• [Task brief] Carry on the text about cassava research, starting right after its last sentence.

-- Text under study follows --

A large amount of variation exists among the cassava leaf, stem and root characteristics, which include leaf morphology stem colour, branching habit and storage root shape and colour, may influence cassava yield (Ntawurunhunga and Dixon, 2010). Other, not so obvious, characteristics include resistance to insect pests and diseases. A proper understanding of these variations in plant characteristics would assist the selection of cassava types with the desired traits. This, in turn, will contribute to improved crop establishment and increased yields.
Among the objectives of the root and tuber crops programme at the Gladstone road agriculture Centre are to identify high yielding cassava varieties, to evaluate and preserve cassava germplasm and to provide good quality planting material for local farmers. However, very little documented information on the performance of cassava on the calcareous soils of the Bahamus, under improved agronomic practices, is available. With this present study, efforts are being made to evaluate existing varieties and new introductions for their yield potential under local conditions. Cassava production in the Bahamas could be improved through the introduction of improved varieties and the adoption of improved agronomic practices.
1.2 AIMS OF THE STUDY
To produce cassava starch and to study the chemical functionality and pasting properties which would form a basis of processing for the development into edible form.

-- Text under study concluded --
-- Records provided follows --

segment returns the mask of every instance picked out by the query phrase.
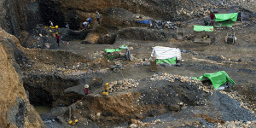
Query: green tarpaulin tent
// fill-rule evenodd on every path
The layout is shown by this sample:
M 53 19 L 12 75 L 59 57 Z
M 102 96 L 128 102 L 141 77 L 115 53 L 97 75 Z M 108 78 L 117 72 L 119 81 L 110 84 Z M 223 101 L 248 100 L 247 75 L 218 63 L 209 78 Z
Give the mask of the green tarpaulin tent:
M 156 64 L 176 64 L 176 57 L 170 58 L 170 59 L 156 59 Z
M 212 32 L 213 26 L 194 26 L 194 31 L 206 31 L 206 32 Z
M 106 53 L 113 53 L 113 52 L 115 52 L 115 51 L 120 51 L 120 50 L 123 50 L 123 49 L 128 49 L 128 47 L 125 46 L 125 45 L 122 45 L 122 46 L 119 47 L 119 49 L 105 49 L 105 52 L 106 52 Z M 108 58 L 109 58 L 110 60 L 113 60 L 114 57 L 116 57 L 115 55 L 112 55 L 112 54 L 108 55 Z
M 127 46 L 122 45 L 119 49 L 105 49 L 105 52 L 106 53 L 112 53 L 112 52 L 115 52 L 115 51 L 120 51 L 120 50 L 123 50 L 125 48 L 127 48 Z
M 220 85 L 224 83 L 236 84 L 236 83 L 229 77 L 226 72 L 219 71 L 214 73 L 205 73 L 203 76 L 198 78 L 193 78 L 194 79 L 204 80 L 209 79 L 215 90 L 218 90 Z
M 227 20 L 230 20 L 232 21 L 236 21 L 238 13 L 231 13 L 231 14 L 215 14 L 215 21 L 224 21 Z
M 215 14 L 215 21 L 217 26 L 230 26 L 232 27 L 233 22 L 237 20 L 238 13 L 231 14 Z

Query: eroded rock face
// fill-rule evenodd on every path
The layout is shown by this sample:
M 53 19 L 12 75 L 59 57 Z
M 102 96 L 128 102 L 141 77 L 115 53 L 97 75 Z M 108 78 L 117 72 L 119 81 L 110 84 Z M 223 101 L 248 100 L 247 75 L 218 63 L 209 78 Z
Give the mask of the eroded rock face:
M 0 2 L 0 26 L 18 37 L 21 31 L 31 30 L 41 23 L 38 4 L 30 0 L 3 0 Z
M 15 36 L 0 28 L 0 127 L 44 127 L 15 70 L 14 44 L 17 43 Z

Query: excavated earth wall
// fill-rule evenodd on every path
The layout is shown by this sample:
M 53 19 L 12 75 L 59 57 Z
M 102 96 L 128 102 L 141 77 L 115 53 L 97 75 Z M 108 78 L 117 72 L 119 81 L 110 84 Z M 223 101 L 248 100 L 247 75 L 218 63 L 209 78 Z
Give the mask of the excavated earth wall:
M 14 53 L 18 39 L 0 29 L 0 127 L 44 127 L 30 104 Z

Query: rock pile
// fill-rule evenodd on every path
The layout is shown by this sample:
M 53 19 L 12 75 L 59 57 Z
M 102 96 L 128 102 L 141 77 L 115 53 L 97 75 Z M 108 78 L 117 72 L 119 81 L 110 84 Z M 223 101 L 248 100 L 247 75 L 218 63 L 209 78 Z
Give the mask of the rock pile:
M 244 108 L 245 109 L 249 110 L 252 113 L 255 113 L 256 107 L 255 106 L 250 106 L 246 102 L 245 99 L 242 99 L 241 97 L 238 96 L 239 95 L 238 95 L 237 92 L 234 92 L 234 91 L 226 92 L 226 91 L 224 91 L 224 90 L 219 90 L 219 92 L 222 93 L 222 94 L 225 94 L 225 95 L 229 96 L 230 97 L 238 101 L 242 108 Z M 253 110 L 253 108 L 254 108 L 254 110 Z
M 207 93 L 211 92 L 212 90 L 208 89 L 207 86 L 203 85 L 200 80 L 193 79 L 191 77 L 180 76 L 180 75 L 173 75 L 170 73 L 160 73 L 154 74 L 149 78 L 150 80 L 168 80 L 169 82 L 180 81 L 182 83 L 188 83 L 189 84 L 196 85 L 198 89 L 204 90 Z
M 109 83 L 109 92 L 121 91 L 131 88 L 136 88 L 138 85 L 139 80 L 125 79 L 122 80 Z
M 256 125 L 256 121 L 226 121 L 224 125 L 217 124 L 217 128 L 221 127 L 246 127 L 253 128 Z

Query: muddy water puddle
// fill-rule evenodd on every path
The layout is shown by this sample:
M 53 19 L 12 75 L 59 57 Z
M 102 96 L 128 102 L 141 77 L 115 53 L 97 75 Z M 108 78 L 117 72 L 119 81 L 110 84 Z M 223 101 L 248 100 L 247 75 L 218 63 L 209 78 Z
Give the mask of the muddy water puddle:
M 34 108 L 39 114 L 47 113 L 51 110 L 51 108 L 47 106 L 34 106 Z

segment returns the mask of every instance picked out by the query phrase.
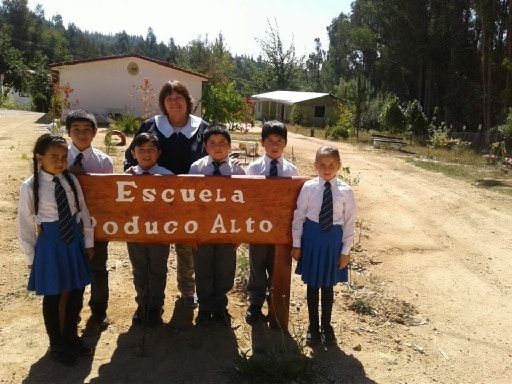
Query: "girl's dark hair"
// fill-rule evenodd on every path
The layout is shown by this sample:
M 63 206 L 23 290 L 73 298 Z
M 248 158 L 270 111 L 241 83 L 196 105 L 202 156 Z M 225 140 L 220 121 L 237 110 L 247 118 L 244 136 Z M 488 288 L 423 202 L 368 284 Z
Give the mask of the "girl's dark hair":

-- Records provided concluded --

• [Answer to this task]
It is also aimed at investigating proximate analysis of produce cassava starch.
1.3 OBJECTIVE OF THE STUDY
The objective of this project is based on the production of starch from cassava, using a manual instrument called grater to open all the tuber cell, so that the starch granules are easily release and extract through hydraulic press or sieve, and to evaluate the nutritional composition present in the three varieties of the cassava starch.
1.4 SCOPE OF THE STUDY
The scope of this project is on the following analysis, production of edible starch, ash content of the cassava starch, moisture content of the cassava starch. At the end of this work, the results of all analysis were shown.
1.5 LIMITATION OF THE STUDY
The limitation of this project work is based on the toxic substances found in cassava root which is Cyanogenic glycosides. The level depends on the genotypes well as environmental factors, for instance brought. Acute poisoning and death following consumption of cassava is rare.